(Source data)

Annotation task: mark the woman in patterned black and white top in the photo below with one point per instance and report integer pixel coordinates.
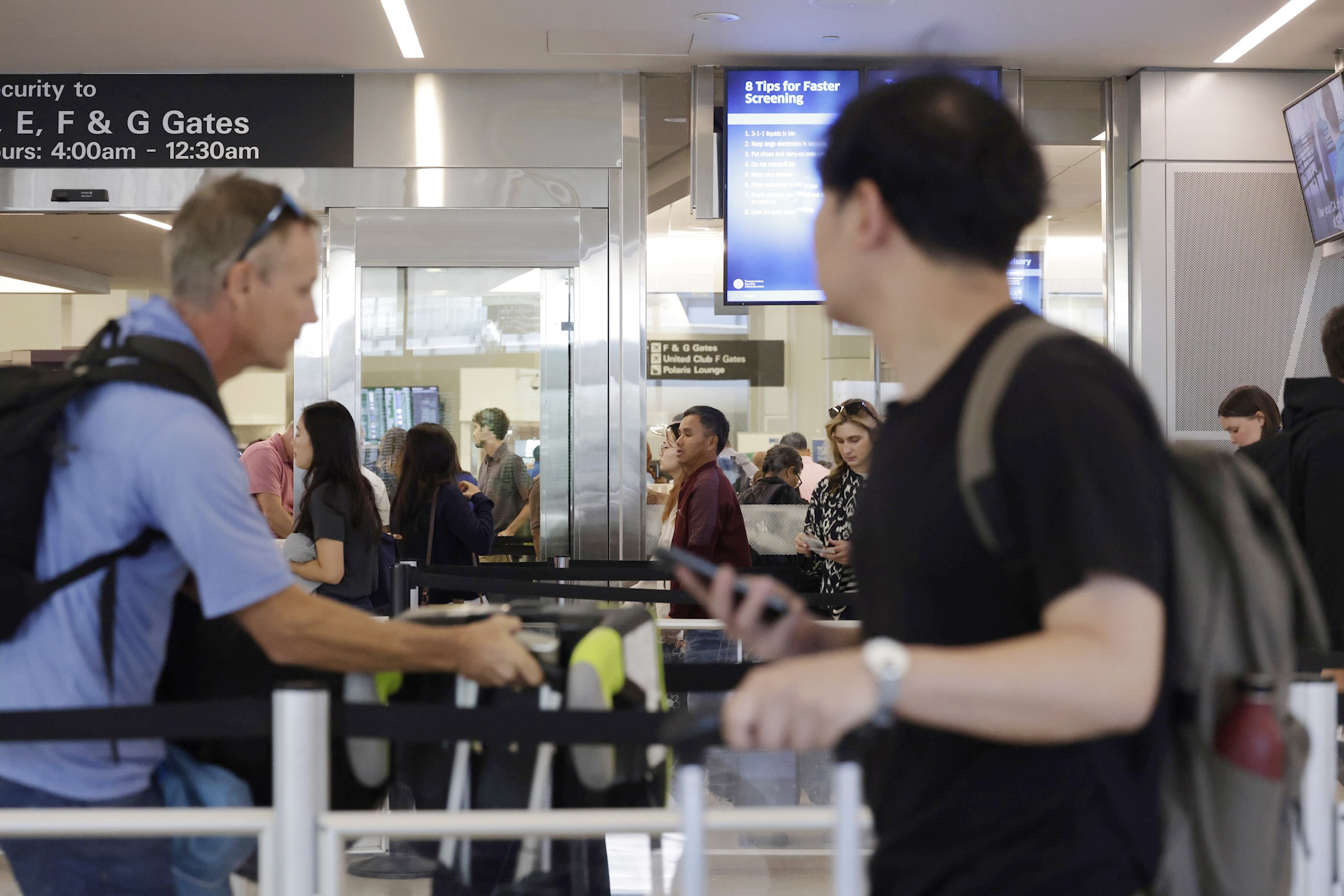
(852, 433)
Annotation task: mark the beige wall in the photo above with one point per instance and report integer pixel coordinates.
(30, 322)
(257, 400)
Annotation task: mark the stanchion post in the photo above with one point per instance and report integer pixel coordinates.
(402, 587)
(561, 563)
(846, 797)
(1314, 703)
(301, 731)
(690, 785)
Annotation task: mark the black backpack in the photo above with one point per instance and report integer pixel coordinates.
(33, 407)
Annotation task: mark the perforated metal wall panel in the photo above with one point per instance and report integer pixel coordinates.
(1241, 253)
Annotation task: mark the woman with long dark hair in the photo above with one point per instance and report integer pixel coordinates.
(337, 510)
(432, 495)
(1249, 414)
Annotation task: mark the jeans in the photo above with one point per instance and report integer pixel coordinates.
(86, 867)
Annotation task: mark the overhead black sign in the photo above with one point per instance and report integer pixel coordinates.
(761, 362)
(176, 121)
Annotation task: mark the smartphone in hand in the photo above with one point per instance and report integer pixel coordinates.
(671, 559)
(816, 545)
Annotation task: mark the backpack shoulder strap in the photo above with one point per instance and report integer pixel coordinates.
(976, 465)
(155, 362)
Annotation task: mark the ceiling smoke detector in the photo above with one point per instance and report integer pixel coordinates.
(851, 5)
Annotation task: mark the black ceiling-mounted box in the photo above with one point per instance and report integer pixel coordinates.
(79, 197)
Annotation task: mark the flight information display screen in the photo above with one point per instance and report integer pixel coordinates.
(397, 407)
(776, 125)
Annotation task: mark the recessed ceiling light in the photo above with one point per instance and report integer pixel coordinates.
(1285, 14)
(403, 29)
(14, 285)
(148, 221)
(851, 5)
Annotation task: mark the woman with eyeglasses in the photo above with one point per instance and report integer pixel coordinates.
(824, 542)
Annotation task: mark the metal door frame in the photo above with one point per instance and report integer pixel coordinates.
(573, 239)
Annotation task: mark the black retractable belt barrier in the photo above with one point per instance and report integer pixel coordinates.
(544, 589)
(206, 720)
(250, 718)
(577, 571)
(406, 721)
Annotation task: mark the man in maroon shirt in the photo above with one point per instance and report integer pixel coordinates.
(709, 519)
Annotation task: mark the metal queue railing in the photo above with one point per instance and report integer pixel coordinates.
(301, 841)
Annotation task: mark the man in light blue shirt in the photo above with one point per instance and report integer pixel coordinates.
(243, 261)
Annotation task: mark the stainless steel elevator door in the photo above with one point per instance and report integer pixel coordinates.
(438, 344)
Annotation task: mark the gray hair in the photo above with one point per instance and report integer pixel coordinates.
(211, 229)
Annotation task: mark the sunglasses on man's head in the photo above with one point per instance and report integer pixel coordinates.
(268, 224)
(854, 406)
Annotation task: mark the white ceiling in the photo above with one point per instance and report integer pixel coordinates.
(1044, 37)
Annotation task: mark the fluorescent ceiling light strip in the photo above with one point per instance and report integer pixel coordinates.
(1285, 14)
(15, 285)
(147, 221)
(399, 18)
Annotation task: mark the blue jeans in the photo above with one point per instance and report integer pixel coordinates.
(86, 867)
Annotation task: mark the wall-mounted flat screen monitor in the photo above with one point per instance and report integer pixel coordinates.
(1025, 284)
(990, 79)
(397, 407)
(776, 125)
(1316, 131)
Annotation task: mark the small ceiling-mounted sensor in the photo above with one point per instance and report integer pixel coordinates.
(79, 197)
(851, 5)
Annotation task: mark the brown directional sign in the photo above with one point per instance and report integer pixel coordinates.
(761, 362)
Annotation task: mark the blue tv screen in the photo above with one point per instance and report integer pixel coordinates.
(776, 132)
(1316, 131)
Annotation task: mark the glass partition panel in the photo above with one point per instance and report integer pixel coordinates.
(440, 344)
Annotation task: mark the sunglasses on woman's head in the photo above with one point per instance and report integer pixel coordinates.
(854, 406)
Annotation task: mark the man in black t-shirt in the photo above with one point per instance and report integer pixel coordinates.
(1026, 688)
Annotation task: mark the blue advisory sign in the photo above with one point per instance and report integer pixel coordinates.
(1025, 284)
(988, 79)
(777, 125)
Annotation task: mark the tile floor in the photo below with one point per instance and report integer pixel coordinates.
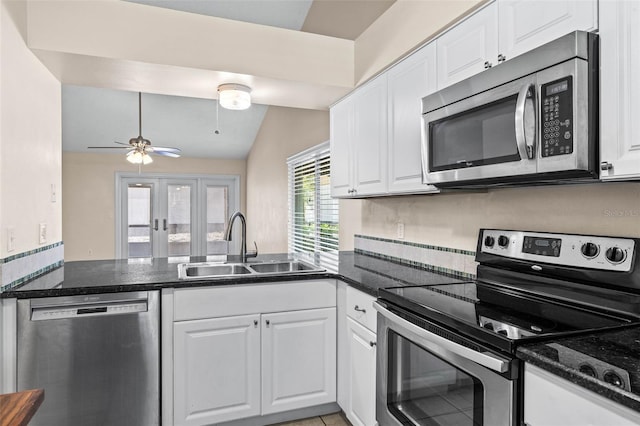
(336, 419)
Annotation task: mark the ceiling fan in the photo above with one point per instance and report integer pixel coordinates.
(139, 147)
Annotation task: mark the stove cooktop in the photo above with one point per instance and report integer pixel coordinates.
(498, 315)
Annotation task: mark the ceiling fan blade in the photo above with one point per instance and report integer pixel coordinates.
(167, 152)
(110, 147)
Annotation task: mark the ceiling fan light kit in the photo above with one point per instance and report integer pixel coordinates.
(234, 96)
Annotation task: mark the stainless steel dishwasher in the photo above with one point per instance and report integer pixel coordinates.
(96, 356)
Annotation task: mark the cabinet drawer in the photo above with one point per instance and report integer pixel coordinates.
(360, 308)
(222, 301)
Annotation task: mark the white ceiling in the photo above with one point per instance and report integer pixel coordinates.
(98, 117)
(289, 14)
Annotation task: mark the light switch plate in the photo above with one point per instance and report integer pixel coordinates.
(43, 233)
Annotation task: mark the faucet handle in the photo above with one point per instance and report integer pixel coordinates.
(253, 253)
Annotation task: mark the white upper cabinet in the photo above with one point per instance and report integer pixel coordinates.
(619, 89)
(527, 24)
(359, 142)
(505, 29)
(469, 47)
(370, 137)
(407, 83)
(341, 124)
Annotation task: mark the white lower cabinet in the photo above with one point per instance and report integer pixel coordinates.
(263, 349)
(361, 409)
(217, 374)
(298, 359)
(357, 356)
(550, 400)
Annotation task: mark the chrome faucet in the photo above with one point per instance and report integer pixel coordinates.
(243, 246)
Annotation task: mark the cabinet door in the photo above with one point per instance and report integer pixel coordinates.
(361, 408)
(216, 370)
(463, 50)
(551, 400)
(341, 134)
(408, 82)
(298, 359)
(527, 24)
(620, 89)
(370, 138)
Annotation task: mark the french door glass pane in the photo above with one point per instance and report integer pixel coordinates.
(217, 216)
(423, 389)
(179, 220)
(139, 220)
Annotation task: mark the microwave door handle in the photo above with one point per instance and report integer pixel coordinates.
(525, 130)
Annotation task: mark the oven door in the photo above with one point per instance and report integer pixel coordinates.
(488, 135)
(426, 379)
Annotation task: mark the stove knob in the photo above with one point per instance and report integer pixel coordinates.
(588, 370)
(615, 255)
(613, 379)
(590, 250)
(488, 326)
(489, 241)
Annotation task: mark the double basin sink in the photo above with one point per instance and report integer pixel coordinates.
(189, 271)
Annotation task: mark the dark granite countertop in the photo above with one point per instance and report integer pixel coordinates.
(612, 351)
(366, 273)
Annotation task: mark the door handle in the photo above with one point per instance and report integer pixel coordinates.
(525, 130)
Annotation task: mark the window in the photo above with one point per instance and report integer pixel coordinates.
(313, 214)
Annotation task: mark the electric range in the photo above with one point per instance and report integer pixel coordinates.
(453, 345)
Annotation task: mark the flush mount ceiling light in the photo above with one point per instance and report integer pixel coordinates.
(234, 96)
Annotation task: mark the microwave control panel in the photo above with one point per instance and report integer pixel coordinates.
(557, 117)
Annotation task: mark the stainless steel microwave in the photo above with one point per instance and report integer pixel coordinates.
(532, 119)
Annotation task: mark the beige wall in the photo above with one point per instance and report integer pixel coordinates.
(30, 139)
(88, 183)
(403, 27)
(453, 219)
(284, 132)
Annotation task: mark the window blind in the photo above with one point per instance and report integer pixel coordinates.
(313, 214)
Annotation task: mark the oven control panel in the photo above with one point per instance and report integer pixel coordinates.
(593, 367)
(582, 251)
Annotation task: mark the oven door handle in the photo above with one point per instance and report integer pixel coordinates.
(440, 345)
(526, 129)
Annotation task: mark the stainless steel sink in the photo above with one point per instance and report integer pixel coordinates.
(208, 270)
(190, 271)
(283, 267)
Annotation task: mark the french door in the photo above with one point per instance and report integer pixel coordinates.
(173, 216)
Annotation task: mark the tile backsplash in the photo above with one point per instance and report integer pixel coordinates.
(452, 261)
(23, 267)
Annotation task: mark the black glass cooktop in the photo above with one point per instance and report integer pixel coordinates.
(498, 315)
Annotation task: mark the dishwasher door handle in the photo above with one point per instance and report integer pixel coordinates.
(87, 310)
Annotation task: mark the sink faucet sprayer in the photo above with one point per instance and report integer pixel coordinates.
(243, 247)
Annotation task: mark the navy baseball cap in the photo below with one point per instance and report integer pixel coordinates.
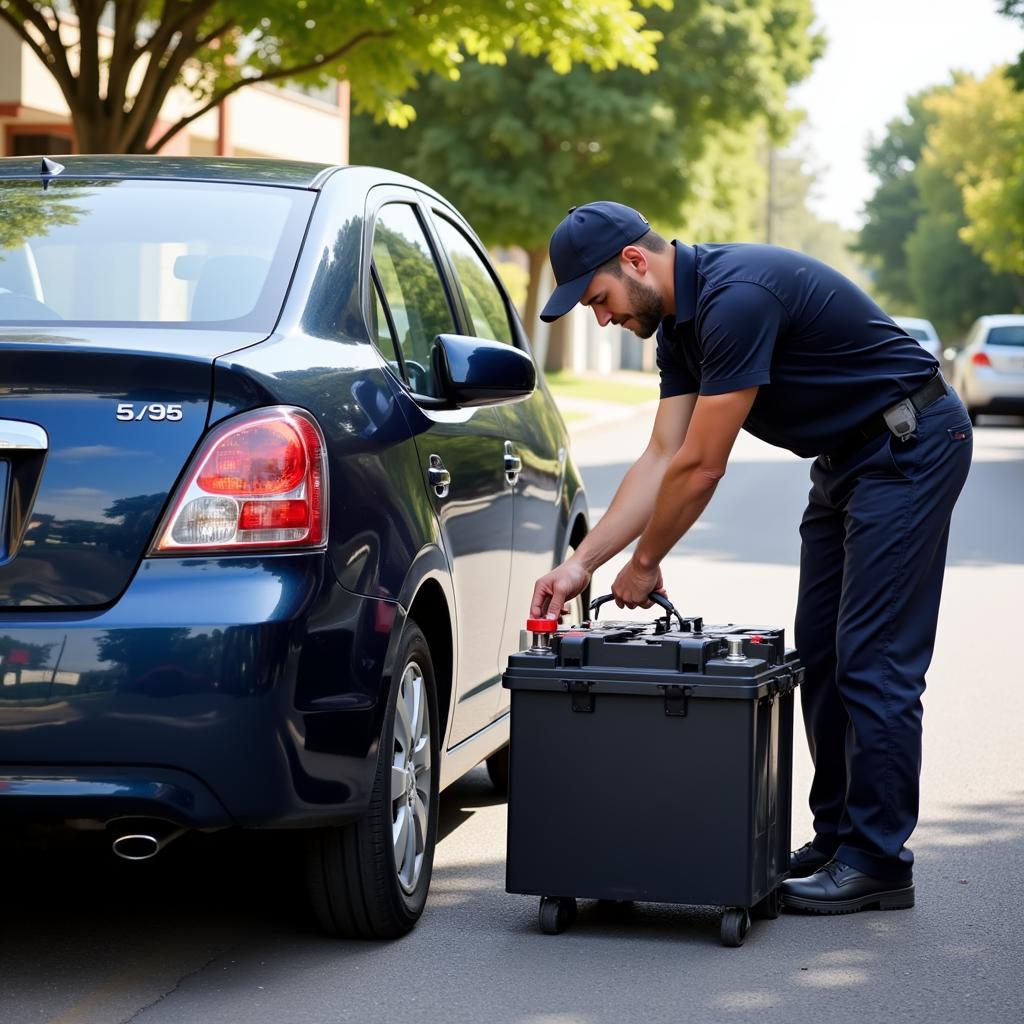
(586, 240)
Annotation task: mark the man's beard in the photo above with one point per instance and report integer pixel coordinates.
(646, 307)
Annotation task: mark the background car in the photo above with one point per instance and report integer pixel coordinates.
(923, 332)
(279, 474)
(988, 371)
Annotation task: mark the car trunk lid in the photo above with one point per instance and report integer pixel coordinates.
(118, 414)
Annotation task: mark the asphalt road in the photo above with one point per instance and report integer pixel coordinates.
(211, 932)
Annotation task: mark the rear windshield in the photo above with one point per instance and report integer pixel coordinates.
(147, 253)
(1006, 335)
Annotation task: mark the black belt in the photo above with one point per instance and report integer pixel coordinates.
(876, 425)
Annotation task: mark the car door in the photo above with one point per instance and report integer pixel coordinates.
(461, 452)
(534, 446)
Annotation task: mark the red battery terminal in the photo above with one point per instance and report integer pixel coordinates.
(541, 630)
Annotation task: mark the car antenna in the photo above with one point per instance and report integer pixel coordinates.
(49, 169)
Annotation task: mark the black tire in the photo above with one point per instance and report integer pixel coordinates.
(556, 913)
(735, 925)
(498, 770)
(770, 907)
(351, 870)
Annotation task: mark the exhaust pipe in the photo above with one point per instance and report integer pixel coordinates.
(141, 839)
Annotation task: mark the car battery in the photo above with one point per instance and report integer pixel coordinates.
(651, 762)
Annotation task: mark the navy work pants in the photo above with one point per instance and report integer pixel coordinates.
(873, 547)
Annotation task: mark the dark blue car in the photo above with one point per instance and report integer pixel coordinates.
(276, 477)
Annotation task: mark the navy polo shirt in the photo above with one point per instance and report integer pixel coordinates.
(824, 355)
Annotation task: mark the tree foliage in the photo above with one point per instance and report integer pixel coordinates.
(516, 146)
(117, 62)
(977, 141)
(912, 231)
(1015, 9)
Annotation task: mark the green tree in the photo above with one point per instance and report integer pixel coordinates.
(911, 235)
(890, 215)
(116, 82)
(520, 144)
(977, 141)
(795, 225)
(1015, 9)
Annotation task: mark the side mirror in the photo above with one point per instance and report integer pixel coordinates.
(474, 372)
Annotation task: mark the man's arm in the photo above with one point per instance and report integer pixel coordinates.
(687, 485)
(627, 515)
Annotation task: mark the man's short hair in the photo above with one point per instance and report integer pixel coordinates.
(652, 242)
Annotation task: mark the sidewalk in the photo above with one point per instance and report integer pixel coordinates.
(584, 402)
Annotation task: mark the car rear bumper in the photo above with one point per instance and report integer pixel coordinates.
(215, 692)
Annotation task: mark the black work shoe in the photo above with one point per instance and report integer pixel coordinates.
(806, 861)
(838, 888)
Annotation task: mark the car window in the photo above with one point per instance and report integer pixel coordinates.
(486, 307)
(175, 254)
(382, 332)
(1012, 335)
(413, 291)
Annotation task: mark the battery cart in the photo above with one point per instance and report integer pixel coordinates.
(651, 762)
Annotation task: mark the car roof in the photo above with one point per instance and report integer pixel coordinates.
(289, 173)
(1001, 320)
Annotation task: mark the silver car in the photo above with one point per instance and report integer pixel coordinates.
(988, 372)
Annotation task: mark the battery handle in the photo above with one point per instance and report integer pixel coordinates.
(659, 599)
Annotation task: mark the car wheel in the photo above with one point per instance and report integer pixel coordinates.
(369, 880)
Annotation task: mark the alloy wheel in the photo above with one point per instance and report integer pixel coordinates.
(411, 777)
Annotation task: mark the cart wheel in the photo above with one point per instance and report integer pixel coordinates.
(556, 913)
(770, 907)
(735, 924)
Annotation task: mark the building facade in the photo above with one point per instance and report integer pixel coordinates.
(258, 121)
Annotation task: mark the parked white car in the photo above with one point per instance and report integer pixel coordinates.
(923, 332)
(988, 371)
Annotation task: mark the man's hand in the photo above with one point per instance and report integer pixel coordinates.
(560, 585)
(634, 586)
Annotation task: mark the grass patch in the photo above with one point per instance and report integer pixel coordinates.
(566, 385)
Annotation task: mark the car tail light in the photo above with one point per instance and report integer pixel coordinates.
(259, 480)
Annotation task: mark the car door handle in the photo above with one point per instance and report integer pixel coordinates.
(513, 464)
(439, 477)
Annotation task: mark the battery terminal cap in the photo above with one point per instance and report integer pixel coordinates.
(542, 625)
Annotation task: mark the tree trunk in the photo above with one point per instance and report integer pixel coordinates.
(559, 345)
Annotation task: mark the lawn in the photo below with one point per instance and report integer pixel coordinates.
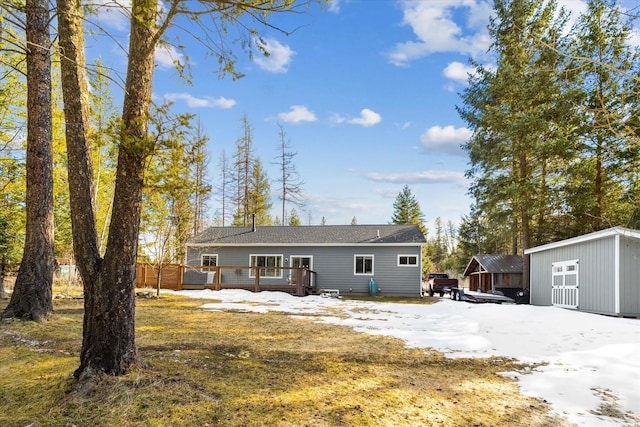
(247, 369)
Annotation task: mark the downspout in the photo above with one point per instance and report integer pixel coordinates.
(616, 274)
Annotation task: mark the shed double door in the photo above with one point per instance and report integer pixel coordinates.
(566, 285)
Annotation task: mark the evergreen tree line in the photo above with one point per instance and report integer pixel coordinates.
(555, 150)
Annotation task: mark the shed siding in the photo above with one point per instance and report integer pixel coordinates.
(596, 274)
(629, 276)
(334, 266)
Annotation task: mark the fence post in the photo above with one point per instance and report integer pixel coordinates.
(256, 287)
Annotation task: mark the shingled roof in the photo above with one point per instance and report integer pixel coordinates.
(495, 264)
(318, 235)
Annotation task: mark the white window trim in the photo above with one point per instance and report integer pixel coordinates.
(301, 256)
(202, 261)
(563, 273)
(408, 256)
(373, 264)
(279, 268)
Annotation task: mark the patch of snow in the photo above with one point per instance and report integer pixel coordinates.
(588, 357)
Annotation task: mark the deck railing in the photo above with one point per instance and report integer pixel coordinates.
(295, 280)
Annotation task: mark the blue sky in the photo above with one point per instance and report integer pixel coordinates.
(366, 91)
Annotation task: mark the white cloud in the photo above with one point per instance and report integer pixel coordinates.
(334, 6)
(458, 71)
(336, 119)
(204, 102)
(436, 30)
(279, 56)
(445, 140)
(421, 177)
(298, 114)
(367, 118)
(166, 56)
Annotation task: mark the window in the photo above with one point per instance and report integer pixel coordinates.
(266, 261)
(209, 260)
(363, 264)
(407, 260)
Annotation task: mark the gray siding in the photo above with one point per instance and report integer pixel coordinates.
(629, 276)
(596, 274)
(334, 266)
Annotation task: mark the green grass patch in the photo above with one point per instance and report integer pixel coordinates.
(245, 369)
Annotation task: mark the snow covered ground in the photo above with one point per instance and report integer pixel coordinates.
(592, 361)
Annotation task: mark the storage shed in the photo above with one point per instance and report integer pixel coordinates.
(488, 273)
(597, 272)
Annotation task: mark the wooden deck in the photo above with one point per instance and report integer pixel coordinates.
(293, 280)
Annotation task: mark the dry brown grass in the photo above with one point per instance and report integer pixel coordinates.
(247, 369)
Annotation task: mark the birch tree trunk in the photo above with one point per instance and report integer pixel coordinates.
(32, 294)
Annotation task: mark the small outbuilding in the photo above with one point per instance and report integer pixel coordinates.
(490, 273)
(597, 272)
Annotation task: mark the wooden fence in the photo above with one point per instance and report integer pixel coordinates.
(295, 280)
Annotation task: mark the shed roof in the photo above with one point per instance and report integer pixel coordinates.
(495, 264)
(620, 231)
(317, 235)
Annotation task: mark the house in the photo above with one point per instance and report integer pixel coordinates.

# WHAT IS ASKED
Each line from the one containing "Annotation task: mark the birch" through the end of the entries, both included, is to be returned exactly, with no other lines.

# WORKED ANSWER
Annotation task: mark the birch tree trunk in the photo above with one point per instance and report integer pixel coordinates.
(32, 294)
Annotation task: mark the small outbuilding in the photo above with one point per instance and report integer pixel coordinates.
(490, 273)
(597, 272)
Annotation task: mark the wooden fence in the photo above with one point per instance and report integer pixel coordinates.
(295, 280)
Annotation task: mark the shed roof in the photo above with one point per instance and report integer pixel coordinates.
(495, 264)
(620, 231)
(317, 235)
Annotation task: mark the house in the photo above with one point per instance and report integer pixel coordinates.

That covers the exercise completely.